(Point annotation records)

****

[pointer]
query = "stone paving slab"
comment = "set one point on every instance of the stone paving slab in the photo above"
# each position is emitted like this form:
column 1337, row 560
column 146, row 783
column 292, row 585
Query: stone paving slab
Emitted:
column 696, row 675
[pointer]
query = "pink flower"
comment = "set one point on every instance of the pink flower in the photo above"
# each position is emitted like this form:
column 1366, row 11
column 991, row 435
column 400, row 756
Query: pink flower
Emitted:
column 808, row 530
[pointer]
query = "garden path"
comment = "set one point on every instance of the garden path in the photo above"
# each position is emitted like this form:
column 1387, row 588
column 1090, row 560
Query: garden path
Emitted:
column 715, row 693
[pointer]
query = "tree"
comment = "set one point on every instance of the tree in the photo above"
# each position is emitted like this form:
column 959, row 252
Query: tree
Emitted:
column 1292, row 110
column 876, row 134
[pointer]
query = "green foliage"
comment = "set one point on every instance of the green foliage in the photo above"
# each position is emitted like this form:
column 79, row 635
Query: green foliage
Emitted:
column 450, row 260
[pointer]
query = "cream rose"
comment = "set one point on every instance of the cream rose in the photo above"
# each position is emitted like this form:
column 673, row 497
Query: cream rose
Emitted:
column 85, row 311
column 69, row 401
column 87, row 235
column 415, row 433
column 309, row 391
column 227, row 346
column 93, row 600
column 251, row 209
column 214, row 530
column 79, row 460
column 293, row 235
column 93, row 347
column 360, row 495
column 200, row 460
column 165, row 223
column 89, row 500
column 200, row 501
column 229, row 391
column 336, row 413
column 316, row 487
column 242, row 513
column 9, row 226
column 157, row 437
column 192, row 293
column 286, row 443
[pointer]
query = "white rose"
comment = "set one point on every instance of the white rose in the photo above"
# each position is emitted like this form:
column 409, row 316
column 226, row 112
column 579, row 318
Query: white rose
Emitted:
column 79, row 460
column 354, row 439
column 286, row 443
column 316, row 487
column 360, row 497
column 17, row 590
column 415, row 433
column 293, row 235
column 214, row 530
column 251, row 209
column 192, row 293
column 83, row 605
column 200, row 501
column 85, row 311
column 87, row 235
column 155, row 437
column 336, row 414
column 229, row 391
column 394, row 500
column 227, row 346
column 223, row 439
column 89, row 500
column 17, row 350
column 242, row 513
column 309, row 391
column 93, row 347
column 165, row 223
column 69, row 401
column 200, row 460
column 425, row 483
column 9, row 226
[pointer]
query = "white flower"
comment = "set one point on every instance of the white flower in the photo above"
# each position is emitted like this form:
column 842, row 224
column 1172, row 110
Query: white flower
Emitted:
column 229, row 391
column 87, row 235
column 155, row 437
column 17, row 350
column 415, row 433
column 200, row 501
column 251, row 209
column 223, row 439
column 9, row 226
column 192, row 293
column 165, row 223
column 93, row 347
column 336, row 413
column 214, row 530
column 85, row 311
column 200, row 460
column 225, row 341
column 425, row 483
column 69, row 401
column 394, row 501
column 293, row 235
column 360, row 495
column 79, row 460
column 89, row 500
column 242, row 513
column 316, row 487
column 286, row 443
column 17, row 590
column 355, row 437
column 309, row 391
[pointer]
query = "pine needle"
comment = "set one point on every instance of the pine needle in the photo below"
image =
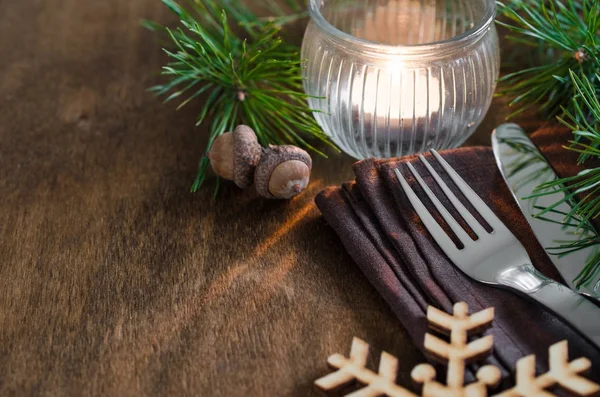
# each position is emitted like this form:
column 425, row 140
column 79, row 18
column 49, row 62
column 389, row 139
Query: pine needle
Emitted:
column 253, row 78
column 566, row 32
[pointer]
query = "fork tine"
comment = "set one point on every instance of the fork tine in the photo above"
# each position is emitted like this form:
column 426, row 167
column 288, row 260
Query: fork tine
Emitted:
column 456, row 228
column 462, row 210
column 434, row 228
column 470, row 194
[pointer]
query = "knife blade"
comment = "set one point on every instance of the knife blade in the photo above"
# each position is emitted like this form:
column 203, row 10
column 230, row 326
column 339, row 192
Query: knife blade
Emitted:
column 524, row 168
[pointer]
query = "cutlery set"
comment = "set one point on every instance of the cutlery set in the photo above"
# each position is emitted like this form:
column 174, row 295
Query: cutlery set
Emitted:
column 497, row 257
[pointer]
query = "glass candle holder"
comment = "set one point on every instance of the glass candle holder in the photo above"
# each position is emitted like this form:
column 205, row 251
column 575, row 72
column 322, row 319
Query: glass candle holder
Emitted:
column 395, row 77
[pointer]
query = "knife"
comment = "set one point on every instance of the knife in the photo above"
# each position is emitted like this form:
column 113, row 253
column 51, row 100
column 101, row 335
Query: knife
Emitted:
column 524, row 168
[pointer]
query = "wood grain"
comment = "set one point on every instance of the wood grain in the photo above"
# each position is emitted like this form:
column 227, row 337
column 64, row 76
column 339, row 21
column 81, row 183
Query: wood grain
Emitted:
column 114, row 279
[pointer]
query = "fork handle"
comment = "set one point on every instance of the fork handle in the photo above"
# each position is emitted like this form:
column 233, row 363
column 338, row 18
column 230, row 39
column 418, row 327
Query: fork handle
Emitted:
column 571, row 306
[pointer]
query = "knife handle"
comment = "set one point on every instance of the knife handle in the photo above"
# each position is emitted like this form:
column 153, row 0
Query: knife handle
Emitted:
column 572, row 307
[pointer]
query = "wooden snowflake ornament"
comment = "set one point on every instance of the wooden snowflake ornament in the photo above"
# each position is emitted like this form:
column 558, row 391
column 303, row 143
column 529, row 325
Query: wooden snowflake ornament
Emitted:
column 456, row 354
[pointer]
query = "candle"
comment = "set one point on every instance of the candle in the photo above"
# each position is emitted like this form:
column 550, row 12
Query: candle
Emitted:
column 395, row 77
column 396, row 108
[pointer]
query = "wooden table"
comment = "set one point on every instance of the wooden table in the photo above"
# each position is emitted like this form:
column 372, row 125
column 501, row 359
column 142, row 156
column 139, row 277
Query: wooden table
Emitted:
column 114, row 279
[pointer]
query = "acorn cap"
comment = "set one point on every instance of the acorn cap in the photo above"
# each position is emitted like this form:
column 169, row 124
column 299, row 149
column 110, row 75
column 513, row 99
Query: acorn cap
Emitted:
column 246, row 155
column 272, row 157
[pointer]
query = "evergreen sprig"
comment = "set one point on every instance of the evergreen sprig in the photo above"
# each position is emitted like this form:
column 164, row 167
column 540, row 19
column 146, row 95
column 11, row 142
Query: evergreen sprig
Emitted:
column 566, row 33
column 582, row 191
column 251, row 77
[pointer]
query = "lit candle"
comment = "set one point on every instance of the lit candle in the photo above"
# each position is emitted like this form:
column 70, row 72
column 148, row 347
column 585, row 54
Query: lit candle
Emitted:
column 397, row 107
column 396, row 104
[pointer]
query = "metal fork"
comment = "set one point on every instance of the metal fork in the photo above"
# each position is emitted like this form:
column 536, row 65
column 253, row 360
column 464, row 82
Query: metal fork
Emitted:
column 496, row 257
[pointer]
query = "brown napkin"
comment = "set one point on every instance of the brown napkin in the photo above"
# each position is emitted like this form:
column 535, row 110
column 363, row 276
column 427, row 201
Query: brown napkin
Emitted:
column 383, row 234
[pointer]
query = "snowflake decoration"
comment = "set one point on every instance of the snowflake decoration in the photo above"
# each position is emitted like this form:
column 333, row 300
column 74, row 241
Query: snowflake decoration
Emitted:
column 456, row 354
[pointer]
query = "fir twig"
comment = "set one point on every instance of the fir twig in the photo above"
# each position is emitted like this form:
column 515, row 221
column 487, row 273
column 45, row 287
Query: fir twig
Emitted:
column 582, row 191
column 252, row 78
column 565, row 31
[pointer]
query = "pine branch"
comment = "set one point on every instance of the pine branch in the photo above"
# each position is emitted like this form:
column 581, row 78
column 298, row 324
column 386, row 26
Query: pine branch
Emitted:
column 567, row 33
column 581, row 191
column 252, row 78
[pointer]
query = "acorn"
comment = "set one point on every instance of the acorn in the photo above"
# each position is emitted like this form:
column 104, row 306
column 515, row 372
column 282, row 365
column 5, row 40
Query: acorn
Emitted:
column 235, row 155
column 283, row 172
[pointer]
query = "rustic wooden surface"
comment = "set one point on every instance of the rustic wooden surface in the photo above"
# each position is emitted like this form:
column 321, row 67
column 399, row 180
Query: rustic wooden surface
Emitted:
column 114, row 279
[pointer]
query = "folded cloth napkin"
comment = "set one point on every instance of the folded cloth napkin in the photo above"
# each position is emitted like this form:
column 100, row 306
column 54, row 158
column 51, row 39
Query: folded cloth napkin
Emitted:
column 381, row 231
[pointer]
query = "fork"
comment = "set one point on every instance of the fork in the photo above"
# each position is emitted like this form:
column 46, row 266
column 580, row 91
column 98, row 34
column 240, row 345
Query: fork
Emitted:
column 496, row 257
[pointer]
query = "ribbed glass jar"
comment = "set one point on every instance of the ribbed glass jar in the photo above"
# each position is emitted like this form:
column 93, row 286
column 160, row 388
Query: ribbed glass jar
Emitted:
column 396, row 77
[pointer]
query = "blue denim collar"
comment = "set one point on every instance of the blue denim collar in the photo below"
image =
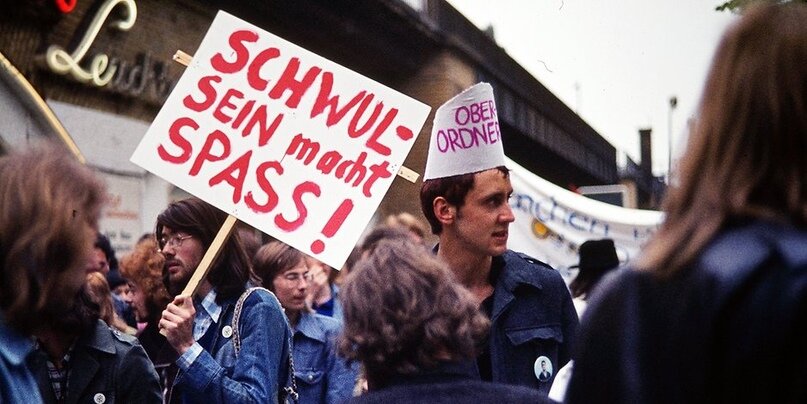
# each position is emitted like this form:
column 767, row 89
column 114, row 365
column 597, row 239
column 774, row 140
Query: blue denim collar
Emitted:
column 14, row 347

****

▶ [THE EXERCISE]
Reproduce the items verbatim from the start of the records through the line containing "column 696, row 675", including that line.

▶ [OUTPUT]
[pointer]
query = "stone paving slab"
comment = "set one point on every instance of the stone paving slab in the photo above"
# each position is emitted like this form:
column 1337, row 560
column 146, row 783
column 292, row 585
Query: stone paving slab
Emitted:
column 696, row 675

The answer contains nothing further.